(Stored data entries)

::::::::::

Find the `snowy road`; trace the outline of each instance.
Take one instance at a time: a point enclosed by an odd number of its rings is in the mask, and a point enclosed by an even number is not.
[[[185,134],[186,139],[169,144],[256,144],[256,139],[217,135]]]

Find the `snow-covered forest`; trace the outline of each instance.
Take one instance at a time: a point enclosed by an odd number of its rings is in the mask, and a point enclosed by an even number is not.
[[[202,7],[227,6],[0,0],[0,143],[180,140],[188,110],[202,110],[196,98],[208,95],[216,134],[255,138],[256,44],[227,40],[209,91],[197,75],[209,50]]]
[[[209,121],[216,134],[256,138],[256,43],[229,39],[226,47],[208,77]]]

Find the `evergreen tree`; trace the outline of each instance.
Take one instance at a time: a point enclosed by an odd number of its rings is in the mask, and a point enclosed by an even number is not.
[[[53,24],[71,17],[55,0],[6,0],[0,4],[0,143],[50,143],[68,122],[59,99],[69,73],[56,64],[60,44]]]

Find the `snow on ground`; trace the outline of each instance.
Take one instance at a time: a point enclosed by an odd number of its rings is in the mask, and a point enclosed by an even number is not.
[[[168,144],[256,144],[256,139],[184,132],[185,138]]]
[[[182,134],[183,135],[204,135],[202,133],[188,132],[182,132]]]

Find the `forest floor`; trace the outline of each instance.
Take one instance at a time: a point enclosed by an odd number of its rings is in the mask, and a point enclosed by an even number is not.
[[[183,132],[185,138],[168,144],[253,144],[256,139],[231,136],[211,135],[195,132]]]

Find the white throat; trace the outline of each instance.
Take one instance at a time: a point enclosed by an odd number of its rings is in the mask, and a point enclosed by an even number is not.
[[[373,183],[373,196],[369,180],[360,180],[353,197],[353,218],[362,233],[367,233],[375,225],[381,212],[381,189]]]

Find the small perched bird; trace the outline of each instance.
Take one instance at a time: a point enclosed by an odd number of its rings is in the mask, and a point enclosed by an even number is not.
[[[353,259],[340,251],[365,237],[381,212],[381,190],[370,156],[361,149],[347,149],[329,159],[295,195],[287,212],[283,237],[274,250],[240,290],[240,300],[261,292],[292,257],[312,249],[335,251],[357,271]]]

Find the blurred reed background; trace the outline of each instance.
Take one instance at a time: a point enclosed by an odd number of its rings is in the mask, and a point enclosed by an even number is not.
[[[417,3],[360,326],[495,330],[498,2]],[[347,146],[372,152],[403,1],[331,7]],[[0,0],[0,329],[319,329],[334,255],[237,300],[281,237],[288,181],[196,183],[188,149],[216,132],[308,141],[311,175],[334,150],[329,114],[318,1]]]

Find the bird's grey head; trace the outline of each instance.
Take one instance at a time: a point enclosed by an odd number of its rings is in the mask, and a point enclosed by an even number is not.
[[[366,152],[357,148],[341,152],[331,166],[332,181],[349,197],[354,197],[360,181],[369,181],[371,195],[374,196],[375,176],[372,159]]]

::::::::::

■ REQUIREMENT ■
Output the full listing exactly as it stands.

■ TASK ANSWER ■
Find the `snowy road`; trace the outline of each instance.
Take one instance at a time: a point enclosed by an odd number of its rings is in the mask, and a point enclosed by an even number is not.
[[[185,134],[186,139],[169,144],[256,144],[256,139],[217,135]]]

Find the `snow-covered forest`; trace the outline of each instance.
Take one instance at a time: a point enclosed by an odd number of its rings is in the mask, and a point enclosed by an even number is not.
[[[202,7],[227,6],[0,0],[0,143],[180,140],[188,110],[202,110],[196,98],[208,95],[216,134],[255,138],[256,44],[227,40],[209,91],[197,75],[209,50]]]
[[[209,121],[216,134],[256,138],[256,43],[229,39],[226,47],[208,77]]]

Find the `evergreen tree`; trace the outline of each instance.
Take one instance at a time: a point enclosed by an odd number of its rings is in the mask, and a point enclosed by an even number is not.
[[[53,24],[71,17],[55,0],[6,0],[0,4],[0,143],[50,143],[68,122],[59,99],[69,73],[56,64],[60,44]]]

Find the `snow on ground`; trace the outline of each instance.
Take one instance at a time: a point enclosed by an odd number of its rings is in the mask, and a point enclosed by an even number is not.
[[[168,144],[256,144],[256,139],[184,132],[185,138]]]
[[[182,134],[183,135],[204,135],[202,133],[188,132],[182,132]]]

Find the `forest floor`; trace the outline of each instance.
Take one instance at a time: a point enclosed by an odd number of its rings is in the mask, and a point enclosed by an even number is not.
[[[183,132],[185,138],[168,144],[253,144],[256,139],[231,136],[211,135],[195,132]]]

Find the white throat; trace the outline of each instance.
Take one instance at a time: a point enclosed by an odd number of its rings is in the mask, and a point enclosed by an even number is not.
[[[373,183],[373,196],[369,180],[360,180],[353,197],[353,218],[362,233],[367,233],[375,225],[381,212],[381,189]]]

Find the small perched bird; trace the outline of each instance.
Take one instance at a time: a point enclosed by an odd number of its rings is in the mask, and a point enclosed by an even number is not.
[[[353,259],[340,251],[365,237],[381,212],[381,190],[370,156],[361,149],[347,149],[329,159],[295,195],[287,212],[283,237],[274,250],[240,290],[240,300],[261,292],[292,257],[312,249],[335,251],[357,271]]]

Find the blurred reed background; trace the outline of each instance.
Take one instance at a time: a point enclosed by an odd number of its rings is in the mask, and a point enclosed by an even number is not.
[[[417,3],[360,326],[495,330],[498,2]],[[347,146],[372,152],[403,1],[331,7]],[[0,0],[0,329],[319,329],[334,255],[237,300],[281,237],[288,181],[196,183],[188,149],[216,132],[308,141],[311,175],[334,150],[329,114],[318,1]]]

Find the bird's grey head; trace the outline of each instance.
Take one instance at a time: a point enclosed by an odd number of its rings is in the mask, and a point enclosed by an even number is not.
[[[366,152],[357,148],[341,152],[331,166],[332,181],[349,197],[354,197],[360,181],[369,181],[371,195],[374,196],[375,176],[372,159]]]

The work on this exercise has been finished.